Aim of the exercise:
Put the lines from the first one up to and including the line containing "620L41 634L198 352L39" into a Markdown table with the columns "Number" and "Content", numbering each row and omitting any blank lines.

__________

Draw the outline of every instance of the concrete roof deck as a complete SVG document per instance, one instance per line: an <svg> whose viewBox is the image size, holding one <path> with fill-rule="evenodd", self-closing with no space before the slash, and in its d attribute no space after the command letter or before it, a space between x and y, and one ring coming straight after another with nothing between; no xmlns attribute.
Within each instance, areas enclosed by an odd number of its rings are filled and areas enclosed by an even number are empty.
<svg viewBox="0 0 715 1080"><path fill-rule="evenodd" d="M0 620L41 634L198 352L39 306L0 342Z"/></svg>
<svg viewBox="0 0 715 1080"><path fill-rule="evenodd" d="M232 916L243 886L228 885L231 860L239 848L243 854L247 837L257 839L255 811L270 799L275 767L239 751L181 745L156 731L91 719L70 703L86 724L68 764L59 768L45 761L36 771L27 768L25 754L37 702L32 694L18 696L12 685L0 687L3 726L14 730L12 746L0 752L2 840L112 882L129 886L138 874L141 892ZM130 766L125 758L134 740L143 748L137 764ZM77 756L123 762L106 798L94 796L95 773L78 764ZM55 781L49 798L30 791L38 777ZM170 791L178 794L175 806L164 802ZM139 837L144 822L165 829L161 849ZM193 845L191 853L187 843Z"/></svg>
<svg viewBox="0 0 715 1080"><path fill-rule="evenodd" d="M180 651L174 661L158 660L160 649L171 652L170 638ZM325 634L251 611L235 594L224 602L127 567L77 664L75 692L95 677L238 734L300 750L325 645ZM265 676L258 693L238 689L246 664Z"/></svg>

__________

Answer to the exercise:
| Number | Content |
|---|---|
| 1 | Draw the outline of every instance of the concrete roof deck as a complete SVG document per instance, one instance per line: an <svg> whose viewBox is the image size, holding one <path> with fill-rule="evenodd", self-closing with no space before the slash, and in its d attribute no space after the command letter or before it, a space between x and y, and one ring coming straight after another with nothing between; no xmlns attribute. |
| 2 | Within each instance, areas enclosed by an odd number of its rings are filled and areas enclosed by an even number are empty. |
| 3 | <svg viewBox="0 0 715 1080"><path fill-rule="evenodd" d="M0 620L41 634L198 352L39 306L0 342Z"/></svg> |